━━ Datos del ejercicio ━━

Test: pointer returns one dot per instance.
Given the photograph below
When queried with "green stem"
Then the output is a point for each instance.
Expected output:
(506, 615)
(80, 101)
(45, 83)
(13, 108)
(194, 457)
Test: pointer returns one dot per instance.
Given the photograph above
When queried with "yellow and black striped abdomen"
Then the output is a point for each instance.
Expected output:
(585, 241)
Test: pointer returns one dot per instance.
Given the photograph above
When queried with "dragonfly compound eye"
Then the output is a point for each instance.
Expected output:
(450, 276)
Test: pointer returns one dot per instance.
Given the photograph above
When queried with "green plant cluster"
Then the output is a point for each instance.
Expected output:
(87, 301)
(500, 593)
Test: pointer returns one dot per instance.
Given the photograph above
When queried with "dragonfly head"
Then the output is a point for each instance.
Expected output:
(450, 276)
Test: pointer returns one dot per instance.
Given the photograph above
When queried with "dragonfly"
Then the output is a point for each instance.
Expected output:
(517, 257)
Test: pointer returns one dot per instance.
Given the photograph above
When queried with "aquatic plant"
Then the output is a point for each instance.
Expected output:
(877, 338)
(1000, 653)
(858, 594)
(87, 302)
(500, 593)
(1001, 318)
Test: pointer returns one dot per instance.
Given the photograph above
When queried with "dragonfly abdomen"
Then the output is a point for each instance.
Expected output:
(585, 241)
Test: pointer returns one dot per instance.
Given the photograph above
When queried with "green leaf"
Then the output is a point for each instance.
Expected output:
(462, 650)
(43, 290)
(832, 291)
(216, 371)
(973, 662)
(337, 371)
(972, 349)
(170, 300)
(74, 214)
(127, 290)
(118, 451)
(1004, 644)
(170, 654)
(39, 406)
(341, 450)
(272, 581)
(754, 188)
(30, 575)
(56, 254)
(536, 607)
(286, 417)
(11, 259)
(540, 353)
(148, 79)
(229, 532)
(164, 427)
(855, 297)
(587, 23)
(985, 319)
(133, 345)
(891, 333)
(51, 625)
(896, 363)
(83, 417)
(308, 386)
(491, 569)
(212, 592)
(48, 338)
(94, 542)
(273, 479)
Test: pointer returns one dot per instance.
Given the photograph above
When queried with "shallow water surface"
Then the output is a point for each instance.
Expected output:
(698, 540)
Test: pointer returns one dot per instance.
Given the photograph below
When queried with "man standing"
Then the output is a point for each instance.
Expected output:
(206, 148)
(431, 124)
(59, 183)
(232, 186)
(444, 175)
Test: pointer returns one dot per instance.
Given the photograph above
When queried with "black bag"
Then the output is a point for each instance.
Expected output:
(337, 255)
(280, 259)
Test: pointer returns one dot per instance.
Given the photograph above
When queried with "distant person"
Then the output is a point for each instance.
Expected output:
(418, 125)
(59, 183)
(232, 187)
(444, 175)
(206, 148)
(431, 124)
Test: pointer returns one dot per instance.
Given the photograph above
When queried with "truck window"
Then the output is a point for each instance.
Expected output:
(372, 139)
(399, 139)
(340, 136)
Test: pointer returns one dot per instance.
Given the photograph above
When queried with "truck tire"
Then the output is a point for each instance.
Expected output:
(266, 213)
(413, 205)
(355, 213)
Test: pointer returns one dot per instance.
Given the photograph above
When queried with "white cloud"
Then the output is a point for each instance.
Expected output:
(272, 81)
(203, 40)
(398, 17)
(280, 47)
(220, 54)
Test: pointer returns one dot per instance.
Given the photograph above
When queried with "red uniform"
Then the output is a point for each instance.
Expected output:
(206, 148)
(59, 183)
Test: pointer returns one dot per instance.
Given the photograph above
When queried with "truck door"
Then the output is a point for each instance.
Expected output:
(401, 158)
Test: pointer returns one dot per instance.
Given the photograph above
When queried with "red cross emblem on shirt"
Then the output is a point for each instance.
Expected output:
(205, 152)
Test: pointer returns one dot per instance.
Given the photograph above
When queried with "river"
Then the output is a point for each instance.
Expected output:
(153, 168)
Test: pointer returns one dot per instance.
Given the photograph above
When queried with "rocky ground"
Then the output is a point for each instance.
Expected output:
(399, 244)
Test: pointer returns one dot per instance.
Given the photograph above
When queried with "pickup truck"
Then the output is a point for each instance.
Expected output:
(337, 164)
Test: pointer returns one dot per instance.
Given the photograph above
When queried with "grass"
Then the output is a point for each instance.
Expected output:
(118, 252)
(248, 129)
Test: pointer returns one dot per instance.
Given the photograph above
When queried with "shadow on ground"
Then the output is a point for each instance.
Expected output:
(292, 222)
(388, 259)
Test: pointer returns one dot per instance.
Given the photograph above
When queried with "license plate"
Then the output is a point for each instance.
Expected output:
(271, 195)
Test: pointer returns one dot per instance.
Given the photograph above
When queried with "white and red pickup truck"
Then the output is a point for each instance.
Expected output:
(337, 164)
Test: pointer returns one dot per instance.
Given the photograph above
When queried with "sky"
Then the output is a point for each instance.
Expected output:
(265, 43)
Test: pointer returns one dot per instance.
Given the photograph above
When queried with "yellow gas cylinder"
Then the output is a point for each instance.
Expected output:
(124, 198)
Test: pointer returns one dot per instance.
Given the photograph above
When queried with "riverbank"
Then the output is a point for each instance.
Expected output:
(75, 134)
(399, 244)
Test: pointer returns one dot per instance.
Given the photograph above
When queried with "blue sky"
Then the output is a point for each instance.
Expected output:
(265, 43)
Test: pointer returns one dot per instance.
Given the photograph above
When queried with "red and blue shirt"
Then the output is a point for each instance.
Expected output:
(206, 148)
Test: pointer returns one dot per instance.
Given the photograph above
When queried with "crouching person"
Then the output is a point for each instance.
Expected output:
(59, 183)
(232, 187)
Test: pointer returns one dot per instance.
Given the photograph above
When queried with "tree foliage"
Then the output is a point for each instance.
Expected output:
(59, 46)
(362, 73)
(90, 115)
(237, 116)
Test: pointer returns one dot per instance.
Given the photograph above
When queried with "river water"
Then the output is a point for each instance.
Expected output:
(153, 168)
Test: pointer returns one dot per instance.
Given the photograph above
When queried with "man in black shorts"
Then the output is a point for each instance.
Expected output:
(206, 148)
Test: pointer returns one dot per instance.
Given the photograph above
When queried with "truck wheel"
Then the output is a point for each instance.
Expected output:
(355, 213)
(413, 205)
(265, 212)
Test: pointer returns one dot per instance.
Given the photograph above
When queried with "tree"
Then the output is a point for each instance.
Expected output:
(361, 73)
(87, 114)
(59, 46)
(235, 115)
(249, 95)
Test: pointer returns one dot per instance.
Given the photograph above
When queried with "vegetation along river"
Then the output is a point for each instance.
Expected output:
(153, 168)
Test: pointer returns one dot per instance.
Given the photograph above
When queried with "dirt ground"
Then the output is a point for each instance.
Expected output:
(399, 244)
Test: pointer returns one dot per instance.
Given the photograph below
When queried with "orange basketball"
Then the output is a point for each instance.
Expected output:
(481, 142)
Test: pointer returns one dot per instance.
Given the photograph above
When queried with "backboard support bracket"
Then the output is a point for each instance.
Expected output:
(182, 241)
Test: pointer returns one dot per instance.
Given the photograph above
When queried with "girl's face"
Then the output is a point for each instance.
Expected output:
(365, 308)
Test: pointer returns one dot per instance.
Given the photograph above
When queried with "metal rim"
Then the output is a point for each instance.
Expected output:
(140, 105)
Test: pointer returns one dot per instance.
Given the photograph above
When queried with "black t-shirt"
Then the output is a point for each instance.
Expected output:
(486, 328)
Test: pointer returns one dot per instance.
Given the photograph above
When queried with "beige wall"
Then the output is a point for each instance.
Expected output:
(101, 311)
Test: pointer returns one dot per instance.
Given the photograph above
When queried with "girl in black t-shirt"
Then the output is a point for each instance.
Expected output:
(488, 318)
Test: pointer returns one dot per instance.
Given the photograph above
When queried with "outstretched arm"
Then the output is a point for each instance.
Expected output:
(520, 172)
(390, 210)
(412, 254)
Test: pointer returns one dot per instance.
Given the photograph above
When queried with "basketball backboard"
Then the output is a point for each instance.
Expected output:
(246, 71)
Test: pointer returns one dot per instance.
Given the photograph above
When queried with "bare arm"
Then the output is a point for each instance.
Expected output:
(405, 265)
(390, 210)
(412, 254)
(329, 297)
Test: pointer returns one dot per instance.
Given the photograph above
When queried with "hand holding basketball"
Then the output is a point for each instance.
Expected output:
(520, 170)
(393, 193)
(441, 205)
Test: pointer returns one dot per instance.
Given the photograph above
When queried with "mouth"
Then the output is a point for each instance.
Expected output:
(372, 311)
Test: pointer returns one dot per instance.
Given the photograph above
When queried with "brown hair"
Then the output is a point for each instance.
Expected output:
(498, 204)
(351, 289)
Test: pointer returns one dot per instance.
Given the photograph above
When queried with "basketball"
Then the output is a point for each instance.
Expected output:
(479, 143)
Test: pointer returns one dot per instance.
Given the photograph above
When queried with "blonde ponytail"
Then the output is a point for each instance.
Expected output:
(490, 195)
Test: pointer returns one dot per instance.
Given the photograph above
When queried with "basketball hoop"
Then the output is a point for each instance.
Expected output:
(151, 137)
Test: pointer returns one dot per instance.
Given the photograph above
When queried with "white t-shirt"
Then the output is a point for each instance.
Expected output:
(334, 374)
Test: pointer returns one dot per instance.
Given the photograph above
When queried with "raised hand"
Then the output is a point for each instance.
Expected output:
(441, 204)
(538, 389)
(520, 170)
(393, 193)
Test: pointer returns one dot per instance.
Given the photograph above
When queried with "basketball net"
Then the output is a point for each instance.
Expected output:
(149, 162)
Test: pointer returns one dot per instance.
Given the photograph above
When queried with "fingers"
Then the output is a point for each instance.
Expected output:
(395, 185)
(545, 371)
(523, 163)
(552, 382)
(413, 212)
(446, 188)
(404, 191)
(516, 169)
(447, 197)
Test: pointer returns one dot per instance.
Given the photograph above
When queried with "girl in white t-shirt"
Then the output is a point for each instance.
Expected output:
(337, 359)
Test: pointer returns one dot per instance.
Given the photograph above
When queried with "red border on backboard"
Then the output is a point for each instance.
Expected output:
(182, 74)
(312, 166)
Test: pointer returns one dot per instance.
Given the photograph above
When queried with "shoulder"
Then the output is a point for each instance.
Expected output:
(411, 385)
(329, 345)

━━━

> [El problema]
Presenta como tabla Markdown las líneas que van desde el comienzo de los datos hasta la línea con "(1001, 318)", ambas incluidas, sin las líneas en blanco. Usa dos columnas: Fila, con el número correlativo, y Línea, con el texto correspondiente.

> [Solución escrita]
| Fila | Línea |
|---|---|
| 1 | Test: pointer returns one dot per instance. |
| 2 | Given the photograph below |
| 3 | When queried with "green stem" |
| 4 | Then the output is a point for each instance. |
| 5 | Expected output: |
| 6 | (506, 615) |
| 7 | (80, 101) |
| 8 | (45, 83) |
| 9 | (13, 108) |
| 10 | (194, 457) |
| 11 | Test: pointer returns one dot per instance. |
| 12 | Given the photograph above |
| 13 | When queried with "yellow and black striped abdomen" |
| 14 | Then the output is a point for each instance. |
| 15 | Expected output: |
| 16 | (585, 241) |
| 17 | Test: pointer returns one dot per instance. |
| 18 | Given the photograph above |
| 19 | When queried with "dragonfly compound eye" |
| 20 | Then the output is a point for each instance. |
| 21 | Expected output: |
| 22 | (450, 276) |
| 23 | Test: pointer returns one dot per instance. |
| 24 | Given the photograph above |
| 25 | When queried with "green plant cluster" |
| 26 | Then the output is a point for each instance. |
| 27 | Expected output: |
| 28 | (87, 301) |
| 29 | (500, 593) |
| 30 | Test: pointer returns one dot per instance. |
| 31 | Given the photograph above |
| 32 | When queried with "dragonfly head" |
| 33 | Then the output is a point for each instance. |
| 34 | Expected output: |
| 35 | (450, 276) |
| 36 | Test: pointer returns one dot per instance. |
| 37 | Given the photograph above |
| 38 | When queried with "dragonfly" |
| 39 | Then the output is a point for each instance. |
| 40 | Expected output: |
| 41 | (517, 257) |
| 42 | Test: pointer returns one dot per instance. |
| 43 | Given the photograph above |
| 44 | When queried with "aquatic plant" |
| 45 | Then the output is a point for each instance. |
| 46 | Expected output: |
| 47 | (877, 338) |
| 48 | (1000, 653) |
| 49 | (858, 594) |
| 50 | (87, 302) |
| 51 | (500, 593) |
| 52 | (1001, 318) |